#### PROVIDED DATA ####

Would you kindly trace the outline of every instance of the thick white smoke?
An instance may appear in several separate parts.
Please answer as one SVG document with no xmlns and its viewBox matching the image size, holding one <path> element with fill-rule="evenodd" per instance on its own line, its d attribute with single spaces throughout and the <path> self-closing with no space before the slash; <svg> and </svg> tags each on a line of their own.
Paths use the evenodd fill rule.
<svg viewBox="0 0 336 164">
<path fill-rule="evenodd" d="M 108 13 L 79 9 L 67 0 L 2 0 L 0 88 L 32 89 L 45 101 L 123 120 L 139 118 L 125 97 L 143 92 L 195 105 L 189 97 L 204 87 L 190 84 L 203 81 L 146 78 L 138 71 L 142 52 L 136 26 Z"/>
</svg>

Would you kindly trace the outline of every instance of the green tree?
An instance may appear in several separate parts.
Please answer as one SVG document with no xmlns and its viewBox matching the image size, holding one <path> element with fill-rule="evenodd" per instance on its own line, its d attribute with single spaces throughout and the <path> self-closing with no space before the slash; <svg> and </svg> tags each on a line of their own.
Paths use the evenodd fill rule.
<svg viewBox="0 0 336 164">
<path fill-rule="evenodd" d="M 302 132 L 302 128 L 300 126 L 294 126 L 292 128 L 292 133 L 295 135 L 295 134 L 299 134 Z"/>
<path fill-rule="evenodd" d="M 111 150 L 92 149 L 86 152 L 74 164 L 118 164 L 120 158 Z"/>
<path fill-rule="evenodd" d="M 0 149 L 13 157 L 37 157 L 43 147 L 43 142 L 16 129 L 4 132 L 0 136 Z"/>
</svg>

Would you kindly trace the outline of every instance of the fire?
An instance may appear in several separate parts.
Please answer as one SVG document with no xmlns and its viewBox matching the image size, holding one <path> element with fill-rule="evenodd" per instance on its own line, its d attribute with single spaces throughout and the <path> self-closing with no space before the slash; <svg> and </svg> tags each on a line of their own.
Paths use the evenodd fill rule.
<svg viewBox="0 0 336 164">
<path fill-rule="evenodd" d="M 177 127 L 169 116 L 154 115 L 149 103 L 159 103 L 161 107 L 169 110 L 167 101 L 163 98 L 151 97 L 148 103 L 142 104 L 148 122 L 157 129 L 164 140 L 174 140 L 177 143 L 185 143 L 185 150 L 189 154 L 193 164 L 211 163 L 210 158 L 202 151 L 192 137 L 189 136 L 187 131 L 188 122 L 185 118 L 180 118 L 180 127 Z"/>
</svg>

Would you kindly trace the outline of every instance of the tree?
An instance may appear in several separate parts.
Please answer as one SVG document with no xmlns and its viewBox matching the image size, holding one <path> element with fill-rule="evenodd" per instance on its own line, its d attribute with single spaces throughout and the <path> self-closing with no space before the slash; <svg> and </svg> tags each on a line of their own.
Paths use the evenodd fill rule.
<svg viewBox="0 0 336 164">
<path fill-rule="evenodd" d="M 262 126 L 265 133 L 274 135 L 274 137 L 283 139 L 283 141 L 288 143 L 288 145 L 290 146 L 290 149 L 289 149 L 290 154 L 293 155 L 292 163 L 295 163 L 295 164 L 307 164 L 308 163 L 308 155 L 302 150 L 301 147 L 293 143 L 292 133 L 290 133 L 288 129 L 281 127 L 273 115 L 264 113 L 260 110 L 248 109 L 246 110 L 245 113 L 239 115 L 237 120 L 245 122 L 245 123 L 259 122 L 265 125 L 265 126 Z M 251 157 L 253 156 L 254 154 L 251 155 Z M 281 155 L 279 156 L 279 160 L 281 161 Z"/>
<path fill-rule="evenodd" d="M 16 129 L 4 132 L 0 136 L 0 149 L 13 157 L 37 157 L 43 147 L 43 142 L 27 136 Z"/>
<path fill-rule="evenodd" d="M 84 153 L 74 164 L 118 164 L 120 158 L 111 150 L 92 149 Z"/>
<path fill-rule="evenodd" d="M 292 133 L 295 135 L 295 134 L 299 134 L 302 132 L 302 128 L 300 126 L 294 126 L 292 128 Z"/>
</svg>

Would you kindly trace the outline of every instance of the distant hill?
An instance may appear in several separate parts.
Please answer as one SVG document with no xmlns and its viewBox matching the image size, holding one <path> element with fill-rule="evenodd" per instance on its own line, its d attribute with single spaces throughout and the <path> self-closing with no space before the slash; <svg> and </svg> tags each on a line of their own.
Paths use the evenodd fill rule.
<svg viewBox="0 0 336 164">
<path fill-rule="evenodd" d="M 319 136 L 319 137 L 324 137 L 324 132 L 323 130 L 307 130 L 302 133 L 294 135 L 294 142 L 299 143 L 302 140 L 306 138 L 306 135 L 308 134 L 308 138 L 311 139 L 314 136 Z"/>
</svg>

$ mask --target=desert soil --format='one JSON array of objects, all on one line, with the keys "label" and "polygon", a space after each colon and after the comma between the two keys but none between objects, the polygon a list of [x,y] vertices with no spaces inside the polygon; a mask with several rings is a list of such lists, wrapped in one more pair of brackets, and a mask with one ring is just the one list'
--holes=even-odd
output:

####

**TASK STATEMENT:**
Copy down the material exactly as written.

**RESPONSE TO THE EXERCISE:**
Would you kindly trace the outline of every instance of the thick white smoke?
An instance may appear in several separate parts.
Please answer as one SVG document with no xmlns and its viewBox matching the image size, holding one <path> element with fill-rule="evenodd" per instance on its own line, its d attribute with single spaces throughout and the <path> self-closing with no space before the slash; <svg> and </svg> tags each on a line of their own.
Paths use the evenodd fill rule.
<svg viewBox="0 0 336 164">
<path fill-rule="evenodd" d="M 108 13 L 79 9 L 67 0 L 2 0 L 0 88 L 32 89 L 45 101 L 123 120 L 139 118 L 125 97 L 143 92 L 195 105 L 189 97 L 204 87 L 190 84 L 203 81 L 146 78 L 138 71 L 142 52 L 136 26 Z"/>
</svg>

Would you kindly trace the outline of every instance of the green tree?
An instance may appear in several separate parts.
Please answer as one SVG document with no xmlns and its viewBox matching the image size, holding one <path> element with fill-rule="evenodd" per instance on its own line, its d attribute with single spaces throughout and the <path> self-closing with no space before the slash; <svg> and </svg> tags each on a line of their own.
Paths use the evenodd fill rule.
<svg viewBox="0 0 336 164">
<path fill-rule="evenodd" d="M 302 132 L 302 128 L 300 126 L 294 126 L 292 128 L 292 133 L 295 135 L 295 134 L 299 134 Z"/>
<path fill-rule="evenodd" d="M 111 150 L 92 149 L 86 152 L 74 164 L 118 164 L 120 158 Z"/>
<path fill-rule="evenodd" d="M 0 149 L 13 157 L 37 157 L 43 147 L 43 142 L 16 129 L 4 132 L 0 136 Z"/>
</svg>

Would you kindly trace the outline of every instance of the fire?
An instance may appear in several separate parts.
Please answer as one SVG document with no xmlns and its viewBox matching the image size, holding one <path> element with fill-rule="evenodd" per instance on its own line, its d attribute with single spaces throughout and the <path> self-closing with no space before the slash; <svg> and </svg> tags each on a line of their own.
Paths use the evenodd fill rule.
<svg viewBox="0 0 336 164">
<path fill-rule="evenodd" d="M 177 127 L 169 116 L 154 115 L 149 103 L 159 103 L 161 107 L 169 110 L 167 101 L 163 98 L 151 97 L 148 103 L 142 104 L 148 122 L 157 129 L 164 140 L 174 140 L 177 143 L 185 143 L 185 150 L 189 154 L 193 164 L 211 163 L 210 158 L 202 151 L 192 137 L 189 136 L 187 131 L 188 122 L 185 118 L 180 118 L 180 127 Z"/>
</svg>

Would you kindly trace the outline of every instance of the tree?
An instance may appear in several separate parts.
Please answer as one SVG document with no xmlns and its viewBox matching the image size, holding one <path> element with fill-rule="evenodd" per instance on its own line, its d attribute with single spaces throughout and the <path> self-closing with no space before the slash; <svg> and </svg> tags each on a line of their own.
Paths use the evenodd fill rule.
<svg viewBox="0 0 336 164">
<path fill-rule="evenodd" d="M 262 126 L 265 133 L 274 135 L 274 137 L 283 139 L 283 141 L 288 143 L 288 145 L 290 146 L 290 149 L 289 149 L 290 154 L 293 155 L 292 163 L 295 163 L 295 164 L 307 164 L 308 163 L 308 155 L 302 150 L 301 147 L 293 143 L 292 133 L 290 133 L 288 129 L 281 127 L 273 115 L 264 113 L 260 110 L 248 109 L 246 110 L 245 113 L 239 115 L 237 120 L 245 122 L 245 123 L 259 122 L 265 125 L 265 126 Z M 251 157 L 253 156 L 254 154 L 251 155 Z M 281 155 L 279 156 L 279 160 L 281 161 Z"/>
<path fill-rule="evenodd" d="M 16 129 L 4 132 L 0 136 L 0 149 L 13 157 L 37 157 L 43 147 L 43 142 L 27 136 Z"/>
<path fill-rule="evenodd" d="M 84 153 L 74 164 L 118 164 L 120 158 L 111 150 L 92 149 Z"/>
<path fill-rule="evenodd" d="M 292 133 L 295 135 L 295 134 L 299 134 L 302 132 L 302 128 L 300 126 L 294 126 L 292 128 Z"/>
</svg>

Would you kindly trace the outline of every instance of the distant hill?
An instance may appear in several separate parts.
Please answer as one SVG document with no xmlns and its viewBox matching the image size, holding one <path> element with fill-rule="evenodd" per instance on its own line, its d attribute with single spaces throughout and the <path> self-closing with no space before the slash; <svg> and </svg> tags each on a line of their own.
Paths use the evenodd fill rule.
<svg viewBox="0 0 336 164">
<path fill-rule="evenodd" d="M 319 136 L 319 137 L 324 137 L 324 132 L 323 130 L 307 130 L 302 133 L 294 135 L 294 142 L 299 143 L 302 140 L 306 138 L 306 135 L 308 134 L 308 138 L 311 139 L 314 136 Z"/>
</svg>

$ mask --target=desert soil --format='one JSON array of objects, all on one line, with the keys "label" and "polygon", a space after each colon and after the comma between the two keys but none between objects, the polygon a list of [x,y] vertices with no spaces inside the polygon; a mask with several rings is a list of such lists, wrapped in one more pair of brackets, and a mask with one ring is just the one list'
--holes=even-odd
output:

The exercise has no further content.